AIM OF THE EXERCISE: In all the records, replace every "instance" with "occurrence" and reproduce the lines with no other changes.
--
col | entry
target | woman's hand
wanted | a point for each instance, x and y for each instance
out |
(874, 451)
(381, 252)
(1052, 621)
--
REPLY:
col | entry
target | woman's hand
wanted | a point for each occurrence, x and y for each occurrence
out |
(874, 451)
(381, 252)
(1052, 621)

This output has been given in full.